--- Reading passage ---

Rhubarb Pavlova

Rhubarb lemon pavlovaFor the last couple of weeks, I’ve been blogging from a Booklet laptop lent to me by the friendly folks at Nokia, who saw me mention on Twitter that my own laptop had died horribly. (It was a long and sad process, the worst part being the fortnight before it gave up the ghost completely, over which period it tried its damnedest to barbecue any lap it was put on.) The Booklet goes back to Nokia today, and I’ll miss it; while the screen’s a bit too small to edit photos and work through piles and piles of text on optimally, its portability has been an eye-opener, and the 3-G-ness is brilliant – it’s been lovely to work on a machine that’s small enough for a handbag, that fits onto one of those pathetic trays on trains, and that I can easily manage in one hand while waving a wooden spoon in the other. Adieu, little Booklet. I shall miss you.

So then. Pavlova. In the dark days of the early 80s, I was set a piece of homework for our “finding out” class, where I was meant to write a short essay on Anna Pavlova. Nobody in the family knew anything more about her than that she was a 1920s ballerina, and so I ended up submitting an essay about meringue instead, which, happily, was something that everybody at home was more than educated about. The Pavlova is a New Zealand dessert which was named after the dancer in the 1920s (a period when naming a dish after a celebrity was a signal honour – like Peaches Melba and Melba Toast, Omelette Arnold Bennett,  Eggs Benedict and other eponymous dishes). Being a reasonably easy recipe which looks so handsome, the Pavlova, with its ballet skirt of meringues, is a favourite at Christmas in NZ – I wish Christmases here were sunny, so we could do away with the leaden puddings and have meringue instead. Tart fruits are best as a filling – I’ve made a lemon cream using some home-made lemon curd (it’s quick to make, and it’s a good way to use up the egg yolks, but shop-bought curd will do the job just as well) and some roast rhubarb from my friend’s garden. I’ve used Polish cherry squash to pink up the rhubarb – if you can’t find any, use grenadine or another reddish cordial.

---

**Job 1**
Translate this sentence from the rhubarb pavlova post into Spanish: "Nobody in the family knew anything more about her than that she was a 1920s ballerina, and so I ended up submitting an essay about meringue instead, which, happily, was something that everybody at home was more than educated about."

--- Raw data ---

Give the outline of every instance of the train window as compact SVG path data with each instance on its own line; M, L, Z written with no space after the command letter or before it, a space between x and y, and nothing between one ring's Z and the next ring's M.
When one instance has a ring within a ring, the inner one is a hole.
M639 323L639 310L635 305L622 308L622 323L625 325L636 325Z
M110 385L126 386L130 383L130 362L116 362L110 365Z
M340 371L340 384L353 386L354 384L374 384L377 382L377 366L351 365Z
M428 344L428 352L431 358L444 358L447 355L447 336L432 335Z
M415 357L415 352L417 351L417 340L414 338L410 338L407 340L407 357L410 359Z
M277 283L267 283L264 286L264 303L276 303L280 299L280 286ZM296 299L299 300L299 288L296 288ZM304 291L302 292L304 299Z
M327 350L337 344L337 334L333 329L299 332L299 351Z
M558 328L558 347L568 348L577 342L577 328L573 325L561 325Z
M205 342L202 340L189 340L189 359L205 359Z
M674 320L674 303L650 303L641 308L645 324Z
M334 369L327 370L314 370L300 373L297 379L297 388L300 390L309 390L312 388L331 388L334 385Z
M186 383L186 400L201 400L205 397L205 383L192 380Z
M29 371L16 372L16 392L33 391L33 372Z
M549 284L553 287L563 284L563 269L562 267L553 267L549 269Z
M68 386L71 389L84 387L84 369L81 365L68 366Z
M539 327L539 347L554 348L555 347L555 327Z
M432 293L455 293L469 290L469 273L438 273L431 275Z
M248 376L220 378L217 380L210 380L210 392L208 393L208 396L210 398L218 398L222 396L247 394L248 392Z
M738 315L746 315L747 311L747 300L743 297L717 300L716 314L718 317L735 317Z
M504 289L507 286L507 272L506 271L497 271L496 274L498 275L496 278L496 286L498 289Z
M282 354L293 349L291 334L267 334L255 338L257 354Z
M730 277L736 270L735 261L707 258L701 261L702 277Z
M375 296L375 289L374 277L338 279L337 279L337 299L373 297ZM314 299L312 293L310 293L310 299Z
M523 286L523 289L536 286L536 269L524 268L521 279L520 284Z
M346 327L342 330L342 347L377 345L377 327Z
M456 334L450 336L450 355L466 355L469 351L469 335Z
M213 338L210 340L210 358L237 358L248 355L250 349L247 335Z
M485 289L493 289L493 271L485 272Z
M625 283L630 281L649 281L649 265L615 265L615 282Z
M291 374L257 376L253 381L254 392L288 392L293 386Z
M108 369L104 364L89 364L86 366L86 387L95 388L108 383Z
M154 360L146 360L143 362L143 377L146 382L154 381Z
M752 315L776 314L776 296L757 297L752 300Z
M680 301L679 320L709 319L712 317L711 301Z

---

**Job 2**
Rewrite the part of the entries that opens with their first line and closes with the line containing "M110 385L126 386L130", putting "occurrence" wherever "instance" appears and leaving the rest unchanged. Return only that part.

**Problem solution 1**
Nadie en la familia sabía de ella nada más que era una bailarina de los años veinte, así que terminé entregando una redacción sobre el merengue, algo de lo que, por suerte, todos en casa sabían más que de sobra.

**Problem solution 2**
Give the outline of every occurrence of the train window as compact SVG path data with each occurrence on its own line; M, L, Z written with no space after the command letter or before it, a space between x and y, and nothing between one ring's Z and the next ring's M.
When one occurrence has a ring within a ring, the inner one is a hole.
M639 323L639 310L635 305L622 308L622 323L625 325L636 325Z
M110 385L126 386L130 383L130 362L116 362L110 365Z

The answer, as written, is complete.